◆ Passage given
=======
Jump to navigation Jump to search

Front Page

Description

Test Case Studies

Evaluation

Best Practice Advice

References



Free Flows

Underlying Flow Regime 1-02

Abstract

The underlying flow regime (UFR) - wing/blade tip and tip clearance flow - documented here is of major importance in many aeronautical and turbomachinery applications. As a simple demonstration of its importance in gas turbine flows, the ASME Journal of Turbomachinery published over 60 technical papers on the subject of the aerodynamics of tip clearance flows in axial compressors and axial turbines during the decade from 1990 to 2000. If we were to extend this literature survey to applications in water turbines, radial compressors, pumps, ventilators, helicopter blades, propellers, turbochargers, wind turbines and aeroplane wings then the list would certainly extend to well over 1000 relevant publications in this period. Clearly this is not a subject where a brief review will be particularly satisfactory.

There are four main areas where this underlying flow regime - tip clearance flow and wing/blade tip flow - are important:

  • The turbomachinery industry is interested in tip clearance flows through the small clearance gaps between the rotating and stationary components. These gaps are either between the rotor blades and the casing or between the stator vanes and the shaft, and lead to a reduction in performance level (both in terms of efficiency and in operating range) and aerodynamically excited vibration and noise through the interaction of the tip clearance vortex with downstream blade rows. Tip gap related losses in turbomachinery may account for up to one third of the total losses. In the case of water turbines and pumps, additional strong interest is present in the cavitation which occurs in the low pressure core of the tip clearance vortex.
  • The aeroplane industry is interested in the formation, persistence, and motion of the trailing vortices from wings. This is partly as a source of drag (the induced drag caused by the downwash created by the trailing wake changes the direction of the force generated by each section and leads to a drag force even in an inviscid flow) and partly as a wake turbulence problem where the strength of the trailing vortices sets constraints on the nearness of aeroplanes on similar flight paths (particularly landing and take-off).
  • This is also relevant for the helicopter and propeller industry where the tip vortices generated by a rotor blade cause unfavourable aerodynamic problems, such as blade-vortex interaction, acoustic excitation, vortex-airframe interaction, ground resonance at take-off mode and so on.
  • The marine industry also has relevant applications whereby it is the cavitation in the cores of the tip clearance vortices from the propeller blades that is most important. Trailing vortices from submarine wings is also relevant in military applications.

In each of the application areas mentioned above there are numerous technical papers available where studies of tip clearance flow and wing/blade tip flow have taken place, including comparisons of measurements with CFD results. In such a large technical area it is difficult to focus upon a single study as being representative. Nevertheless, after examining the available technical literature, this UFR documentation concentrates on a specific study related to the flow over an isolated wing tip (Chow, Zilliac and Bradshaw (1997) and Dacles-Mariani et al (1995)) which is considered to be of extremely high quality and highly representative for the simplest case of a typical wing tip vortex.
=======
◆ Dataset items
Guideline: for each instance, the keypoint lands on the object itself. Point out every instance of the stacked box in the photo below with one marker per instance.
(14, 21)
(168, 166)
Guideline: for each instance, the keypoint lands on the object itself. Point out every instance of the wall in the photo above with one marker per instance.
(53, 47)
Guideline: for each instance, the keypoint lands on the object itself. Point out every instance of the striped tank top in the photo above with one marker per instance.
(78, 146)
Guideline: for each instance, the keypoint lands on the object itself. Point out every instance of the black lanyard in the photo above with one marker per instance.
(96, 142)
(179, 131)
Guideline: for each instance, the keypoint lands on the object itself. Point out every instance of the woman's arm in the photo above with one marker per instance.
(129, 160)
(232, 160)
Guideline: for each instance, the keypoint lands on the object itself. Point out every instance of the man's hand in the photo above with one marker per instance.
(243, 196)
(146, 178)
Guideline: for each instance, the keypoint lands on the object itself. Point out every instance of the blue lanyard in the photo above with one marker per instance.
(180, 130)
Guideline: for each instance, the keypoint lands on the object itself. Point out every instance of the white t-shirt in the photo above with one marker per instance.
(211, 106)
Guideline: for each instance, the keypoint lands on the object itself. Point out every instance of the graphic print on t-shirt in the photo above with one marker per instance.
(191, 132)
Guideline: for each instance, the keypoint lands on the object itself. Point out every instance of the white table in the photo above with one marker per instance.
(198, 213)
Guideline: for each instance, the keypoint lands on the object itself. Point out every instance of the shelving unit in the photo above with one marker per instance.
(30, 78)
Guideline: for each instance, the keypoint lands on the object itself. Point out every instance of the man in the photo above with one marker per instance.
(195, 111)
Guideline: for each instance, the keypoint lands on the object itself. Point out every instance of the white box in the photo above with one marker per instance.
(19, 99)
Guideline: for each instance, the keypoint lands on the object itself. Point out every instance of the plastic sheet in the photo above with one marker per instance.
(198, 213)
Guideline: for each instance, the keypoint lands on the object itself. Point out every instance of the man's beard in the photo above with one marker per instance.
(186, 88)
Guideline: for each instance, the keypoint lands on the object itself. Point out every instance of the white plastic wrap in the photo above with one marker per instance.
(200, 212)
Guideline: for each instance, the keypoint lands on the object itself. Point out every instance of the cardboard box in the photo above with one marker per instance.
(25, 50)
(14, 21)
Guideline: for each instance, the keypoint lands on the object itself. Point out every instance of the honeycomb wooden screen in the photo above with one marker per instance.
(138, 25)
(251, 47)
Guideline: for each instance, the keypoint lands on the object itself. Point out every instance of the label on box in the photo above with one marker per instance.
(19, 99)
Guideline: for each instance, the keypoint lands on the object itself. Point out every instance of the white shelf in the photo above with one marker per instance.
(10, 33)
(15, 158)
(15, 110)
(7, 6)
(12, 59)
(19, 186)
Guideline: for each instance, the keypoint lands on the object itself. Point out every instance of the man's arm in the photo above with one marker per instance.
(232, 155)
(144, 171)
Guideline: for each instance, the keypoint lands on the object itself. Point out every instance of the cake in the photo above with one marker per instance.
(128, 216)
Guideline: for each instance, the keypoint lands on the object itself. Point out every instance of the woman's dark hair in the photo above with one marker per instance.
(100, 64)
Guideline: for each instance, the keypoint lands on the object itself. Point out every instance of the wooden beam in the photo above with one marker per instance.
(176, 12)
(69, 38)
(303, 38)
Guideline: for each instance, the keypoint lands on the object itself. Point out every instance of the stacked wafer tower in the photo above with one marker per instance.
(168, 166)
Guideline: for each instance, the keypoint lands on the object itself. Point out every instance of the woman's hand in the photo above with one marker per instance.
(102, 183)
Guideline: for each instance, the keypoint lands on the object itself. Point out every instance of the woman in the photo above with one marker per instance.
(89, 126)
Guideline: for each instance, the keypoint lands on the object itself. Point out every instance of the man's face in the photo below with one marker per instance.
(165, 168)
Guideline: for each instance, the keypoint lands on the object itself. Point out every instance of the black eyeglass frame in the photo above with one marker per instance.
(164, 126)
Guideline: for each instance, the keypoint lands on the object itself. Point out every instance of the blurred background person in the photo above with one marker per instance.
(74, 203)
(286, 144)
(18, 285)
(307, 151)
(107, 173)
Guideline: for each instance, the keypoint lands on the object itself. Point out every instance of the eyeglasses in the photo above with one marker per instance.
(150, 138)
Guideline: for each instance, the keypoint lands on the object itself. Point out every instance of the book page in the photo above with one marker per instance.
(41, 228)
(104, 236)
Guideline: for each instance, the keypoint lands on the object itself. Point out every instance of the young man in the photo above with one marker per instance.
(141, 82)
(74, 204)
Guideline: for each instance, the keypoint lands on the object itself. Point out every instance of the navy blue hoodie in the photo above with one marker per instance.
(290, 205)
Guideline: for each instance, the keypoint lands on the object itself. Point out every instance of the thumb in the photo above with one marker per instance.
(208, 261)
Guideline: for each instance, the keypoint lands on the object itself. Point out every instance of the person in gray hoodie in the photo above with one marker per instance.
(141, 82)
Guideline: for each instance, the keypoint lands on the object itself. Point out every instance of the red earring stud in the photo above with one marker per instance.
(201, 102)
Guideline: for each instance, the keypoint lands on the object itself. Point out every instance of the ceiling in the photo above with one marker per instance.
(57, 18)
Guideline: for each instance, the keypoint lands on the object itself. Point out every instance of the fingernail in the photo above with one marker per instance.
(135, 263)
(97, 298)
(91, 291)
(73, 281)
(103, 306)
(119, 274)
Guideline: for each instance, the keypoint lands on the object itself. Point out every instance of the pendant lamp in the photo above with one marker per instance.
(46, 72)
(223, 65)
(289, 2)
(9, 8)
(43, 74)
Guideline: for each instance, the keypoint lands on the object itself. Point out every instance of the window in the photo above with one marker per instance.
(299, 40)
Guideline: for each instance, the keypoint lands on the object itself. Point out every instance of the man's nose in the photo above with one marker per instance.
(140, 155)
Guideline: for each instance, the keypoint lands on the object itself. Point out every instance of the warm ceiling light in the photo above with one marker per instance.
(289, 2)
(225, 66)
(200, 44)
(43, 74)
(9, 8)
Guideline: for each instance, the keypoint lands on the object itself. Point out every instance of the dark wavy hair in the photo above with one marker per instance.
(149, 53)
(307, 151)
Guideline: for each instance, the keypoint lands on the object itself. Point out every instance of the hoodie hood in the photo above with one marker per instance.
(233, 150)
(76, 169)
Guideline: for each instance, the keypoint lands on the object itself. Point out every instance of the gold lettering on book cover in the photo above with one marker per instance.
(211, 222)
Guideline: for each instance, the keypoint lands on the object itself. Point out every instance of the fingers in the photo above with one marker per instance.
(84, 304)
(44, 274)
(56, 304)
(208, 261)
=======
◆ Objective
Can you carry on the passage on tip clearance flow from its final sentence? The data stands apart from the passage on tip clearance flow.

◆ Response to the task
The chosen UFR documentation is less representative of blade tip clearance flow in turbomachinery, but an extensive search of the literature did not produce a turbomachinery test case of the same quality as that for the isolated wing tip. It is clear that a good representative case for a rotating turbomachinery blade row is extremely difficult to set up and measure, due to the mechanical and experimental difficulties in rotating rigs, the small size of turbomachinery blades compared to aeroplane wing tips, and because of the many possible parameter variations that are possible for the turbomachinery cases. The best case found for turbomachinery applications was the work on a large-scale cascade (200 mm chord) of Kang and Hirsh (1993), where the authors give an excellent experimental study on the 3D flow in an axial compressor cascade with different tip clearance levels and a flat blade end. An interesting observation based on the literature survey carried out is that many of the R&D papers on this subject in the turbomachinery literature have not been designed solely as a source of CFD validation, but rather have tried to elucidate aspects of the basic physics of the tip clearance flow and to develop simple semi-empirical models for the effects on performance, and are not really suitable for CFD validation and turbulence model studies.

The essential physics of the underlying flow regime of a wing/blade tip and tip clearance flow is the leakage flow over a blade tip driven by the pressure difference between the pressure and the suction surfaces of the blade and its subsequent rolling up into a vortex. The flow over the wing tip tends to entrain the blade surface boundary layers which separate and become part of the vortex so that the final vortex structure can be quite complex. The interaction of the blade flow with the pressure gradients from the vortex can lead to local separation and secondary flows. The core of the vortex has an axial velocity substantially different to the free stream velocity and is of course a strongly swirling flow. Figure 1 shows some of the relevant features of this flow.

It can be seen from this short description that the wing/blade tip flow is an extremely complex problem (and in fact could be categorised as an application challenge rather than an underlying flow regime) because of the presence of large gradients of velocity and pressure in three dimensions at high Reynolds number. The CFD simulations need to capture the detail of the strong swirling flow in the vortex core and the interaction of the blade surface pressures and the thin blade boundary layers with the strong pressure gradient from the vortex. This will generally imply fine grid resolution, low numerical dissipation and no use of the law of the wall. The roll-up of the vortex from the wing-tip and the misalignment of the mean strains and Reynolds stresses make it an extremely challenging case for eddy-viscosity turbulence models and may suggest that second-moment closures will be necessary.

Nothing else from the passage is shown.